L’Afghanistan sta mettendo in evidenza anche un'altra carenza drammatica di questa Unione europea, sempre dovuta al fatto che la sovranità politica resta agli Stati. Si è riacceso il dibattito sulla politica migratoria, in teoria in gran parte di competenza comunitaria, fatto salvo poi che tutti i poteri e gli strumenti (e gran parte delle risorse) necessari per implementarla sono degli Stati. La politica migratoria – ne abbiamo parlato a lungo e spesso – è uno dei peggiori fallimenti dell’UE, che non riesce ad uscire dalla paralisi decisionale a causa del contrasto tra i Paesi membri, che sono investiti in modo diverso dal problema e che si richiudono in un ottuso egoismo, anche a causa della sensibilità politica del tema per l’opinione pubblica. Oggi la reazione sta rischiando di essere la stessa del 2015, di fronte alla tragedia dei profughi siriani, con la differenza che non c’è più una Germania disposta ad accogliere oltre un milione di rifugiati per evitare che gli eserciti dei Paesi che avevano eretto le barriere di filo spinato finissero per sparare sulla folla inerme accampata in cerca di salvezza. Resta invece inalterato il ricatto cui è sottoposta l’UE nella misura in cui affida quasi esclusivamente il controllo die flussi migratori a Paesi terzi. Questa volta, in cui la responsabilità diretta di noi “occidentali”, europei inclusi, è così diretta, non possiamo permetterci di macchiarci nuovamente della colpa di chiudere gli occhi, cercando semplicemente di respingere l’ondata di profughi che arriverà. Anche qui, allora, più che ritocchi ai Trattati sulle regole di voto servono progetti comuni su come si vuole agire come europei; ma anche questi sono possibili solo nella condivisione di un progetto politico che deve tradursi nella volontà di costruire un’unione politica federale. È in questa prospettiva che diventa allora strategico che un gruppo di Paesi inizi a formare un’avanguardia scegliendo di gestire insieme una politica migratoria degna di questo nome – con assistenza in loco, i corridoi umanitari, criteri uniformi di accoglienza condivisa –, e usando a questo scopo gli appositi fondi UE.

**COSA FARE:** Come riassumeresti in due frasi l'articolo sulla politica migratoria dell'UE?

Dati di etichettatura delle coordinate
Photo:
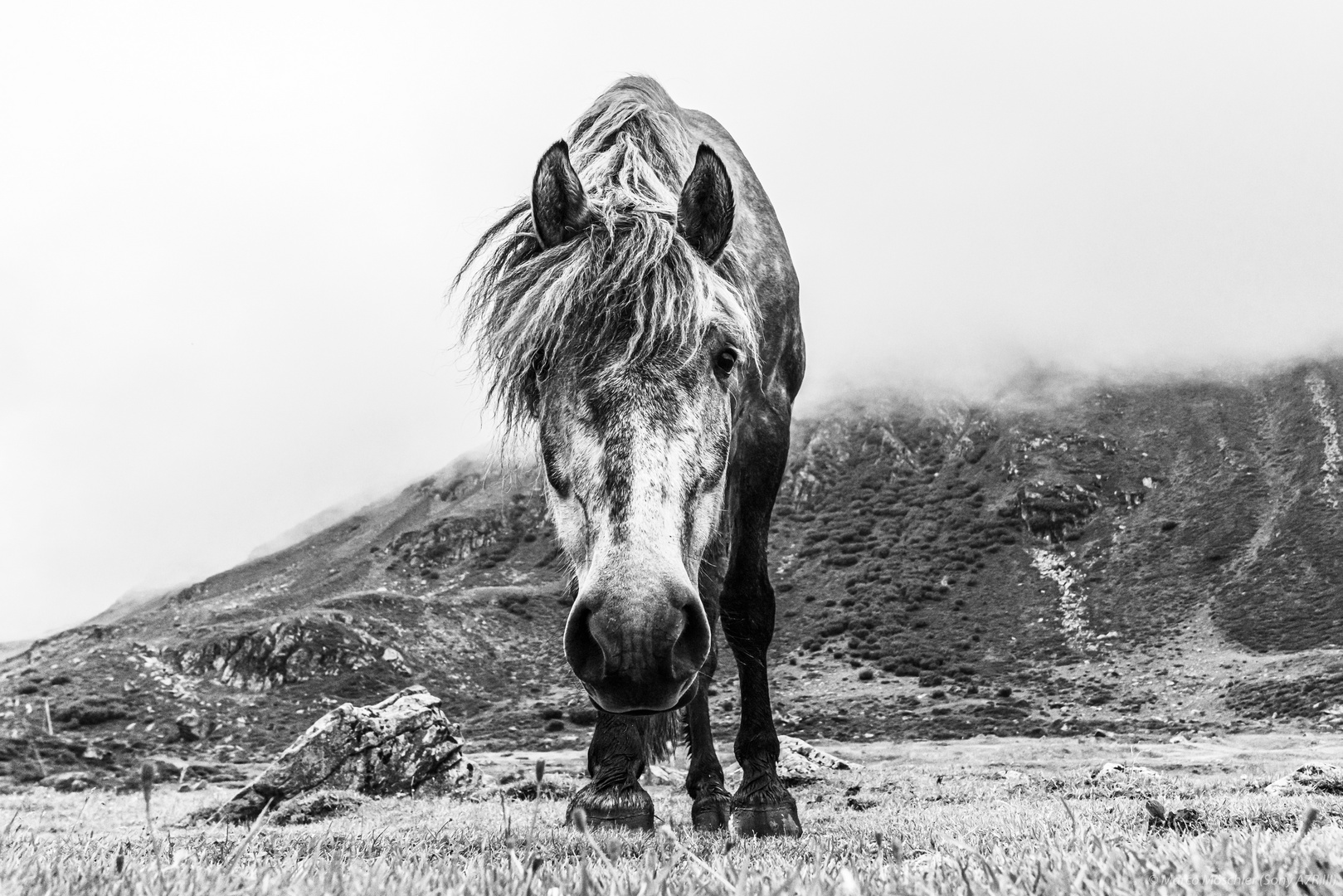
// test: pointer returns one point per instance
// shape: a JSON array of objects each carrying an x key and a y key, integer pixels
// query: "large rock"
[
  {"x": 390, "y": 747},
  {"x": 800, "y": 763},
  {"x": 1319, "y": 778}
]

**ESERCIZIO RISOLTO:** La crisi afghana ha riacceso il dibattito sulla politica migratoria, uno dei peggiori fallimenti dell'UE, bloccata dal contrasto tra i Paesi membri mentre poteri e strumenti per attuarla restano agli Stati. Servono quindi progetti comuni e un'unione politica federale, e un gruppo di Paesi dovrebbe fare da avanguardia gestendo insieme una politica migratoria con assistenza in loco, corridoi umanitari e criteri uniformi di accoglienza, usando i fondi UE.